Quick version for AI-news-tired readers:

There are two ways developers create code now:

  1. The classic way: By typing, refactoring, debugging, and building up intent line by line.
  2. The new way: Through collaborating with AI – sometimes via autocomplete and other times by using an agent that can draft whole chunks of work.

We don’t think one is better than the other.

Our goal is to ensure both workflows can coexist inside JetBrains IDEs without hindering each other. In practice, this means that:

  • If you want to write code yourself, the IDE should be focused on code writing, and AI shouldn’t compromise the core coding experience.
  • If you want to generate code with AI (or delegate tasks to agents), the IDE should make that feel natural and powerful, both in terms of UX and functionality.

Either way, one thing doesn’t change: A human is responsible for the code that ships. And the best place to read, understand, and own that code is still the IDE.


What “AI in the IDE” means without the snake oil or hype

We’re not limiting this to one “official” workflow. The market is moving too fast for that – and developers are too diverse for a one-size-fits-all approach.

So when we say “AI in JetBrains IDEs”, we mean agentic added value: UX and features that become available as and when useful:

  • In the AI Chat tool window, as a chat-first workflow.
  • in the IDE terminal, where many developers already work with CLI tools.
  • In the new opt-in modes created for agentic systems, where you can run an agent and leave it to work for hours.

Think of it as follows: One IDE, with multiple AI-powered ways to get work done – picked by the user, shaped by the team, and constrained by real development expectations.


The AI strategy: Avoid vendor lock‑in and keep workflows compatible

If there’s one thing we’re confident about, it’s this: The “best” model, provider, or agent today won’t be the best forever – or perhaps even next month.

That’s why we’re deliberately building toward an IDE experience that does not depend on a single vendor’s roadmap.

Practically, that means our AI chat experience supports multiple ways to connect – depending on what’s allowed by providers’ terms, and what users actually want:

  • JetBrains AI-managed setup (with JetBrains AI subscription).
  • BYOK: Bring your own API key.
  • OAuth sign-in for supported provider accounts (where the provider supports it).
  • ACP agents: Connect external coding agents through a standard protocol.

One honest footnote: OAuth isn’t always available. If an agent provider doesn’t offer OAuth (or doesn’t offer it in a way an IDE can use), we can’t invent it.


Agent Client Protocol (ACP): “Bring your own agent”

ACP lets you connect external coding agents to JetBrains IDEs through a standard interface, so the IDE doesn’t need a bespoke integration for every agent. Agents can be installed from a curated registry (or configured manually), and the installed agents appear inside the AI chat. 

A practical example of one that people have been asking for is the Cursor agent. Cursor is already available as an AI agent inside JetBrains IDEs through ACP – you can select it from the agent picker and use its agentic workflow inside your JetBrains IDE. 

This is the shape we want:

  • You choose the agent that fits your workflow or team.
  • You keep working in the IDE you already rely on.
  • Classic IDE workflows don’t get shoved aside for “agent mode”.

“Professional coding with AI” means more responsibility

We’re not anti-AI. We’re anti-confusion.

There’s a kind of coding that’s optimized for disposable output – and it’s totally valid in the right context. But JetBrains IDEs are built for code that isn’t disposable, but rather for code that is intended for long-term use.

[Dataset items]
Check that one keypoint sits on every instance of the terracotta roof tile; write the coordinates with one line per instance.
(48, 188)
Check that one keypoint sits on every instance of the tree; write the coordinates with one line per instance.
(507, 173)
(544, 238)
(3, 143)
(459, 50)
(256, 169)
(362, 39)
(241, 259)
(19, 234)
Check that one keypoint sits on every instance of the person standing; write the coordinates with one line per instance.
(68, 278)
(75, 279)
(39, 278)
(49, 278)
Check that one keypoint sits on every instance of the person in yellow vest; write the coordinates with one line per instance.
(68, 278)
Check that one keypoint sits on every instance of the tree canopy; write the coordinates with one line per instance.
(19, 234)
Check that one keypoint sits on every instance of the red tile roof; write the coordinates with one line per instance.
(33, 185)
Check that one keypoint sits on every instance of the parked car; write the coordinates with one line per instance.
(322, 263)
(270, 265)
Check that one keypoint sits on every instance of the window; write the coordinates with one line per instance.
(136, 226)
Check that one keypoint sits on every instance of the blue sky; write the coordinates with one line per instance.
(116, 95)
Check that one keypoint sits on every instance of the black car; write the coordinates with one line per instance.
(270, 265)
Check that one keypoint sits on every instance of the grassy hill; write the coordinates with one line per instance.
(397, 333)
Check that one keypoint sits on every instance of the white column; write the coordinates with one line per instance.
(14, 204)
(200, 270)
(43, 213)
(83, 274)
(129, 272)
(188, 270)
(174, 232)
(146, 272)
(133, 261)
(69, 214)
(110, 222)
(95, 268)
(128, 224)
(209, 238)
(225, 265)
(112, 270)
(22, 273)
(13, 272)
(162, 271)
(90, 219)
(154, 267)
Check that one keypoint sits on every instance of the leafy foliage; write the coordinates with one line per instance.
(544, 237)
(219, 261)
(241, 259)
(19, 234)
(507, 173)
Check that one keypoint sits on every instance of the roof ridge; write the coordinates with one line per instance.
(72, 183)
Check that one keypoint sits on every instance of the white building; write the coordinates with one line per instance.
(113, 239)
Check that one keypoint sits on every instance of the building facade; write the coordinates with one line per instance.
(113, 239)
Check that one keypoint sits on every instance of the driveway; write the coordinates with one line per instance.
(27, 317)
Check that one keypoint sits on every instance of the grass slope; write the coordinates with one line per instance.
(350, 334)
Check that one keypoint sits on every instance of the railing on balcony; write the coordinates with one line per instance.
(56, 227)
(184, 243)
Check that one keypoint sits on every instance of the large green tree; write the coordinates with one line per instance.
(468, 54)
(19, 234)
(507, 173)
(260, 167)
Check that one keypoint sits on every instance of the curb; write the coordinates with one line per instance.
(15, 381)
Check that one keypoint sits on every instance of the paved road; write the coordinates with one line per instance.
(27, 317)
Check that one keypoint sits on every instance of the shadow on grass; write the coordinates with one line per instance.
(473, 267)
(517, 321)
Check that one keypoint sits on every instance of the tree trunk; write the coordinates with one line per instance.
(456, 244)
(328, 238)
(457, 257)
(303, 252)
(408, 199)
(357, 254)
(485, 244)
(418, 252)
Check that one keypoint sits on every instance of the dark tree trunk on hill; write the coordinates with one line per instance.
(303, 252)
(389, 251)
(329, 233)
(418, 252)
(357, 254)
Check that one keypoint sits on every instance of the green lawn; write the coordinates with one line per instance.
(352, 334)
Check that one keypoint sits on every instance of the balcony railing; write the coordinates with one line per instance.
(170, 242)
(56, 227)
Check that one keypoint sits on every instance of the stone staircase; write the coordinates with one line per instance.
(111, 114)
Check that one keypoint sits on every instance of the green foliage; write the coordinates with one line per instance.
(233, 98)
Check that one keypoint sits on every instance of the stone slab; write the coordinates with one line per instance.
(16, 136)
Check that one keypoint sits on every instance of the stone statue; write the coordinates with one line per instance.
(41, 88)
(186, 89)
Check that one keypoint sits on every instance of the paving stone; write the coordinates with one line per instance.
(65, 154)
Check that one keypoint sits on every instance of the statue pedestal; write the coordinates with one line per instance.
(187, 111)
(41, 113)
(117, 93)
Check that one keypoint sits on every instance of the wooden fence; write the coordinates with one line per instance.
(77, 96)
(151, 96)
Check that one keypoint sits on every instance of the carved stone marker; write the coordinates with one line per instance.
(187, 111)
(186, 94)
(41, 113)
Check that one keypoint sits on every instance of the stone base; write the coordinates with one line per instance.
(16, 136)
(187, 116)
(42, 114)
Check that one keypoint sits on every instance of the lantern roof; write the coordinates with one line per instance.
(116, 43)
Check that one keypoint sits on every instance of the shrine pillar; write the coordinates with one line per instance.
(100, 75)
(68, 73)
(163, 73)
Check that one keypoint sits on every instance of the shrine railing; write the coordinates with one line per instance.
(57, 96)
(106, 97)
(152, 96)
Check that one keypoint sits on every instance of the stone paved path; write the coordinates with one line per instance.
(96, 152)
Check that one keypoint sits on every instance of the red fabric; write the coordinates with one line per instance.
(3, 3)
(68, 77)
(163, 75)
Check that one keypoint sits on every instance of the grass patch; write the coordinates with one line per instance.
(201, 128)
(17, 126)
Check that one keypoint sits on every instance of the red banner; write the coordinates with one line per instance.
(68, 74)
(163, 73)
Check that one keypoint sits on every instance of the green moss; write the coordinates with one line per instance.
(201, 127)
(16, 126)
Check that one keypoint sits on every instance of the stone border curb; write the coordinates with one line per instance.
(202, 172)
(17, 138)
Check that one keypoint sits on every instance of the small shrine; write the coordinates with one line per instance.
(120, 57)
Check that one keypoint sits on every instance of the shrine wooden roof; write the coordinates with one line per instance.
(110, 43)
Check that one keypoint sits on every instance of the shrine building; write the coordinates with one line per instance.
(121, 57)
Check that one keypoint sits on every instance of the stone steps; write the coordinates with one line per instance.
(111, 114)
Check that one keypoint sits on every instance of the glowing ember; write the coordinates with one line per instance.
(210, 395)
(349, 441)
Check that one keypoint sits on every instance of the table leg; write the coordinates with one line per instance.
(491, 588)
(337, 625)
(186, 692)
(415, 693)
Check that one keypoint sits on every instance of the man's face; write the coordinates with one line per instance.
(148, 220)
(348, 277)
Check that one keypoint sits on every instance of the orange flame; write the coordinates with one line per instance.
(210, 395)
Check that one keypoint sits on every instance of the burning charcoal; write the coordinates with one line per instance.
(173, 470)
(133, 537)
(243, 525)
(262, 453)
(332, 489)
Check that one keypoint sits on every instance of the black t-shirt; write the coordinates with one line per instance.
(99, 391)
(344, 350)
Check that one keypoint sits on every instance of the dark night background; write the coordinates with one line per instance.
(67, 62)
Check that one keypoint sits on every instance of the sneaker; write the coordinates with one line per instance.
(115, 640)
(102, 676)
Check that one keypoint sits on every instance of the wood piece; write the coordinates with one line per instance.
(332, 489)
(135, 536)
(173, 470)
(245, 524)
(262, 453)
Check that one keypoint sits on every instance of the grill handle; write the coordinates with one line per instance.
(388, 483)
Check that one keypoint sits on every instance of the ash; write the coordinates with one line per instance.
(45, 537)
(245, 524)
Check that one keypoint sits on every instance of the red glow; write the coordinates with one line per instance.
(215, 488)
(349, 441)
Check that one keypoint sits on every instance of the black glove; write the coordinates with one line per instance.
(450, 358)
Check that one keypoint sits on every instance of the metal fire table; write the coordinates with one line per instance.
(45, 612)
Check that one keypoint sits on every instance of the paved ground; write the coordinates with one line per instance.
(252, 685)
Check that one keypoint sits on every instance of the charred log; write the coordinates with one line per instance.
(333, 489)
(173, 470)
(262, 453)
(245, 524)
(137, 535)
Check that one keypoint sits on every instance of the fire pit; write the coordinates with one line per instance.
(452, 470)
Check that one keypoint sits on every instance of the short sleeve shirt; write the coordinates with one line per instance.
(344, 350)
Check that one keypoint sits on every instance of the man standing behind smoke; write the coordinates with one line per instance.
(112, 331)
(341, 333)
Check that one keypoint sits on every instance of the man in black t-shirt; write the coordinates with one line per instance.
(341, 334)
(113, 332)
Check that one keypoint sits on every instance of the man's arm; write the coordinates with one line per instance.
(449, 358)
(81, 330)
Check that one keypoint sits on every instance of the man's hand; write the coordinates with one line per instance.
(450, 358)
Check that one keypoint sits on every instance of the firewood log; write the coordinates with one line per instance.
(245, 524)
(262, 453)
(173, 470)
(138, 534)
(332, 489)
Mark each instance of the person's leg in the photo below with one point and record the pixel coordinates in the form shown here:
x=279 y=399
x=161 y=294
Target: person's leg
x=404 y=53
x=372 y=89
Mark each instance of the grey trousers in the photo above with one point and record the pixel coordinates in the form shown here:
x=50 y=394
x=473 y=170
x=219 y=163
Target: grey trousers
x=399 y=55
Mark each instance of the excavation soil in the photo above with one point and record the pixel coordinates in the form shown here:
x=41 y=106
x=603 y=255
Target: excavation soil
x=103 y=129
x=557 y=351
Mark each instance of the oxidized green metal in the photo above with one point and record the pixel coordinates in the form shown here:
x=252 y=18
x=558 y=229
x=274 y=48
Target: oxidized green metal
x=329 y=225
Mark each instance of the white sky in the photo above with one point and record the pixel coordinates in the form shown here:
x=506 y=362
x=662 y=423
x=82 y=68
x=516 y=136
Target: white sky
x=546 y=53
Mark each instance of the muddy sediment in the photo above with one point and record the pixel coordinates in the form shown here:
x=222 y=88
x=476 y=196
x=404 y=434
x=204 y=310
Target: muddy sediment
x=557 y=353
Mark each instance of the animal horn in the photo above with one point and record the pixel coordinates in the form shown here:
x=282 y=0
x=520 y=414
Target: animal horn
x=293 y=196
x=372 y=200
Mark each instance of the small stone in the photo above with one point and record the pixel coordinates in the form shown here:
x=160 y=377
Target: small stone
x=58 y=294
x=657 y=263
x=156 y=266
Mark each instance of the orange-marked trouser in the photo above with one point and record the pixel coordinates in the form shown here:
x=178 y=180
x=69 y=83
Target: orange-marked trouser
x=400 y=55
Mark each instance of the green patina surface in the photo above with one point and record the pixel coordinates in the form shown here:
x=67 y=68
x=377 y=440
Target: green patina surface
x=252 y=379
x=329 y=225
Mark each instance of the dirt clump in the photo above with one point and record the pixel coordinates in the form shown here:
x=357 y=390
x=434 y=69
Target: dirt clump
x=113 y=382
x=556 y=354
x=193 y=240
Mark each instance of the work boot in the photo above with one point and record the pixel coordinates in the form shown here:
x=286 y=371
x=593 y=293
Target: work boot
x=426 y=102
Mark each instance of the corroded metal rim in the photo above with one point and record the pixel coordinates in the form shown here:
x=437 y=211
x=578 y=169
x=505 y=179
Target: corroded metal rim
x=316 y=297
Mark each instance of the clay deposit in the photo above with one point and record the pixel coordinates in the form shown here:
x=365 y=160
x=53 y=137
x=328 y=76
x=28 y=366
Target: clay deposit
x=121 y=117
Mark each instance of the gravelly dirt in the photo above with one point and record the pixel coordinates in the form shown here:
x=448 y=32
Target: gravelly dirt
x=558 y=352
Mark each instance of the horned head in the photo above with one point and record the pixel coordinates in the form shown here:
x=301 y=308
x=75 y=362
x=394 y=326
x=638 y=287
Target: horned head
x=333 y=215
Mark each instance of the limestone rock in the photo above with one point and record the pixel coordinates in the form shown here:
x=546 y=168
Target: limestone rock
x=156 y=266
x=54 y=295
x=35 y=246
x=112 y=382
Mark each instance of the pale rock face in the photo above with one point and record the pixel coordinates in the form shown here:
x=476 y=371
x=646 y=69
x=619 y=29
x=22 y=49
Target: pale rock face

→ **THE EXERCISE**: From the post on AI in JetBrains IDEs, copy out word for word the stretch from "We’re not limiting" through "a one-size-fits-all approach.".

→ **TASK RESULT**:
We’re not limiting this to one “official” workflow. The market is moving too fast for that – and developers are too diverse for a one-size-fits-all approach.